▸ Tâches à réaliser:
1) Recopiez le passage de l'article sur Yoplait qui va de « Lucien Fa, directeur » jusqu'à « interview à Reuters. » inclus, en substituant « M. Fa » à « Lucien Fa ».
2) Rédigez la suite de l'article sur Yoplait, à partir de sa dernière phrase.

▸ Texte fourni:

------------------------------

November 10, 2010 / 9:26 AM / 8 years ago

Yoplait veut un investisseur pour s'élargir aux BRIC

par Noëlle Mennella et Dominique Vidalon

Lucien Fa, directeur général de Yoplait, estime que "la vraie valeur" de Yoplait est de 1,5 milliard d'euros, ce qui correspond à 12,5 fois l'Ebitda de la société. /Photo prise le 9 novembre 2010/REUTERS/Gonzalo Fuentes

PARIS (Reuters) - Le futur partenaire de Yoplait devra lui donner les moyens de croître à l’international et notamment dans les pays émergents où le groupe est encore absent, a déclaré Lucien Fa, le directeur général du fabricant de yaourts et fromages frais, lors d’une interview à Reuters.

Yoplait, numéro deux mondial des produits laitiers frais derrière Danone, est aujourd’hui détenu à parts égales par une coopérative agricole, la Sodiaal, et par le fonds français de capital-investissement PAI Partners.

Lucien Fa a jugé “logique” qu’un industriel rachète les 50% que PAI mettra prochainement en vente mais il n’a pas pour autant exclu l’arrivée d’un financier.

“La stratégie de croissance de Yoplait, c’est le développement à l’international, et le meilleur partenaire pour Yoplait, qu’il soit industriel ou financier, c’est celui qui aura le projet de faire croître le groupe à l’international car c’est là où on est relativement plus faible par rapport à Danone”, a-t-il dit.

Dans la course pour la reprise de la part de PAI, tous les grands groupes agroalimentaires “sont à égalité en termes d’argent, en termes d’organisation, en termes de structure”, a-t-il ajouté.

Parmi eux, le directeur général a cité Nestlé, “le plus multinational d’entres eux”, mais aussi Unilever, Kraft ou Coca Cola. Il a aussi déclaré que Lactalis “n’est pas exclu”.

Questionné sur l’intérêt que pourrait manifester General Mills, le groupe américain sous licence de Yoplait aux Etats-Unis, Lucien Fa a répondu :

“General Mills n’a jamais démontré qu’il était intéressé par Yoplait. De mon avis personnel, il est peu probable qu’il le fasse aujourd’hui.”

Yoplait a dénoncé le contrat de licence avec la société américaine estimant qu’il est “déséquilibré” d’un point de vue économique et financier, et le dossier est en cours d’arbitrage.

REPRISES DE FRANCHISES PRÉVUES

Lucien Fa a estimé que “la vraie valeur” de Yoplait était de 1,5 milliard d’euros, ce qui correspond à 12,5 fois l’Ebitda de la société.

Cette valorisation, a-t-il précisé, est basée sur les paramètres des opérations de cessions de grandes marques de la grande consommation réalisées ces deux dernières années.

Entre 2002, date de l’entrée de PAI dans son capital, et 2010, Yoplait s’est surtout employé à ne plus perdre d’argent et des parts de marché par rapport à Danone.

------------------------------

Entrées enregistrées

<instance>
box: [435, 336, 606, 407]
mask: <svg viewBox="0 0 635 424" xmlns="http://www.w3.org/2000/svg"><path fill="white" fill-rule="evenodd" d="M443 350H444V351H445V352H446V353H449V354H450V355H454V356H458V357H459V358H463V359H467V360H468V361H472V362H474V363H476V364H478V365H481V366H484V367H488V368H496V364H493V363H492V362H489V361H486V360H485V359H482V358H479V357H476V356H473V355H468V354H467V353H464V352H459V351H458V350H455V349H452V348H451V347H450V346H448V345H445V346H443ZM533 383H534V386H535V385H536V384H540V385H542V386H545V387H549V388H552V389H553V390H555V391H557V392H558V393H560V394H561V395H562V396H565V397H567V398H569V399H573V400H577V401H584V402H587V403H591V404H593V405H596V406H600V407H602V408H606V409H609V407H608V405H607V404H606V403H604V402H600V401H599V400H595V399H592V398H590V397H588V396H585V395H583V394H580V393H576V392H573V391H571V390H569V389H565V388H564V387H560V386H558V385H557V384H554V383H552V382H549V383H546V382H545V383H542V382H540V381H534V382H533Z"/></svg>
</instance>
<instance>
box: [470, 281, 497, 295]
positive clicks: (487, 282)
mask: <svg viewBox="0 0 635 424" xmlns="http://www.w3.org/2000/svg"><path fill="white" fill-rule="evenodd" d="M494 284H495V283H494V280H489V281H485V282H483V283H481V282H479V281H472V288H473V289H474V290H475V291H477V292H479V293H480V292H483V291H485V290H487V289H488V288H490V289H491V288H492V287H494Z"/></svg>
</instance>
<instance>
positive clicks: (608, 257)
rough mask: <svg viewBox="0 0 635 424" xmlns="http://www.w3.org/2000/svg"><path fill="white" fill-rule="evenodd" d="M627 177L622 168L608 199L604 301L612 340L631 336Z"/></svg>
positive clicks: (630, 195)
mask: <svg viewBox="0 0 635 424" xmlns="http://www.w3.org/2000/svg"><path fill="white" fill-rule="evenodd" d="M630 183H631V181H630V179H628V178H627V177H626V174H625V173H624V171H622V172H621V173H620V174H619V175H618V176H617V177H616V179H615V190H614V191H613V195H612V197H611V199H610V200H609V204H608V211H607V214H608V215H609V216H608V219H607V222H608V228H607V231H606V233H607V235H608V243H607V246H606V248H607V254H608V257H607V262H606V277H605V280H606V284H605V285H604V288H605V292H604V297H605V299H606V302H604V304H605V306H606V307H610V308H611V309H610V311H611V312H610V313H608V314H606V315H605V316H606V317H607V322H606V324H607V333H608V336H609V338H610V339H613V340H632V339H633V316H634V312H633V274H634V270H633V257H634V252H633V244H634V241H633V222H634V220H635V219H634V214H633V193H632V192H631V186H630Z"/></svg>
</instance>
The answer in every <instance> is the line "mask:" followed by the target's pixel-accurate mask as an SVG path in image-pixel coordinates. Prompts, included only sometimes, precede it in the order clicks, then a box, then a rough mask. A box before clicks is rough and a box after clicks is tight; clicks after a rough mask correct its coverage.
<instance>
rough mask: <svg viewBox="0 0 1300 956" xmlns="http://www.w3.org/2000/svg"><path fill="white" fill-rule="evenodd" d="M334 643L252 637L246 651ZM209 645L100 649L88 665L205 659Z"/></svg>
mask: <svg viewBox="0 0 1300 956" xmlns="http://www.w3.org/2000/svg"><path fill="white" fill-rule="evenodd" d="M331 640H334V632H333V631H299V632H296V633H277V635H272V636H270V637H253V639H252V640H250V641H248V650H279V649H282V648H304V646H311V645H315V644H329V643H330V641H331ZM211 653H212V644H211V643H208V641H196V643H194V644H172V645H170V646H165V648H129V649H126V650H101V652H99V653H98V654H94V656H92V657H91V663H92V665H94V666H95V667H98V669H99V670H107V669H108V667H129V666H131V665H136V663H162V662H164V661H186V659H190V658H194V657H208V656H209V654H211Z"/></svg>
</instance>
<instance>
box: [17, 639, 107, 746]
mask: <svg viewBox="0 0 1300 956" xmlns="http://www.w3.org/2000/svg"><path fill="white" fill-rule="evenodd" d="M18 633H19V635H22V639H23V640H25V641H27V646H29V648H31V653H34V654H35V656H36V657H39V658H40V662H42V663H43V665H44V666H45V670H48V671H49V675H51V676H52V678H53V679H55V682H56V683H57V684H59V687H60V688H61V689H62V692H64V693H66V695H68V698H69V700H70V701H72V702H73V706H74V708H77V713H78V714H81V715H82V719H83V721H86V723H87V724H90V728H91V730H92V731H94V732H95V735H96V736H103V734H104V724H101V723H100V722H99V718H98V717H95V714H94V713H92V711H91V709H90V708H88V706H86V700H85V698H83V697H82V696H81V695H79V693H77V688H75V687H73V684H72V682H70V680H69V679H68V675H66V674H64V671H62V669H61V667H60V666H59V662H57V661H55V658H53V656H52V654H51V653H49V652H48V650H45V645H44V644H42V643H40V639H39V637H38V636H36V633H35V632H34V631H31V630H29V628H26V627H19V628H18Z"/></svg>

------------------------------

▸ Réponses par tâche:
1)
M. Fa, directeur général de Yoplait, estime que "la vraie valeur" de Yoplait est de 1,5 milliard d'euros, ce qui correspond à 12,5 fois l'Ebitda de la société. /Photo prise le 9 novembre 2010/REUTERS/Gonzalo Fuentes

PARIS (Reuters) - Le futur partenaire de Yoplait devra lui donner les moyens de croître à l’international et notamment dans les pays émergents où le groupe est encore absent, a déclaré M. Fa, le directeur général du fabricant de yaourts et fromages frais, lors d’une interview à Reuters.

2)
Ainsi, le groupe a affiché sur l’exercice 2009-2010, clos le 30 juin, un Ebitda de 127 millions d’euros, contre un peu moins de 50 millions en 2002.

Dans le même temps, ses investissements publicitaires ont triplé à 25 millions d’euros et sa part de marché s’est stabilisée à 12% en France, alors que celle de Danone a baissé de 36% à 32%. Yoplait est redevenu bénéficiaire en net depuis 2007.

A partir d’une base aujourd’hui “saine”, Yoplait doit maintenant “trouver les ressources pour aller investir dans les BRIC” (Brésil, Russie, Inde et Chine), a déclaré Lucien Fa.

Les moyens financiers que lui donnera le repreneur de la part de PAI lui permettront aussi de reprendre le contrôle de sa marque en rachetant les droits de distribution de certains de ses franchisés. Aujourd’hui, sur le chiffre d’affaires de 4,5 milliards d’euros réalisé par la marque Yoplait, 3,5 milliards sont engrangés par les franchisés.

L’ambition de Yoplait est de continuer à réduire l’écart de parts de marché avec Danone et de rester le numéro deux mondial dans un secteur qui croît de 1,5% par an en valeur, a ajouté Lucien Fa.

Il a estimé que le groupe pouvait accroître sa part de marché aux Etats-Unis, aujourd’hui d’environ 35% contre 30% pour Danone.

Prié de commenter l’idée d’une éventuelle introduction de Yoplait en Bourse, Lucien Fa a répondu :

“Je pense qu’elle serait envisageable le jour où le groupe sera plus international, plus gros en taille et plus riche. Je vois cela dans une dizaine d’années.”

D’ici là, il faut passer de 4,5 milliards de chiffre d’affaires à 13-14 milliards, a-t-il dit, avant d’ajouter :

“Compte tenu de mon âge, cela se fera sans moi.”

Lucien Fa fêtera le 27 novembre son 66e anniversaire.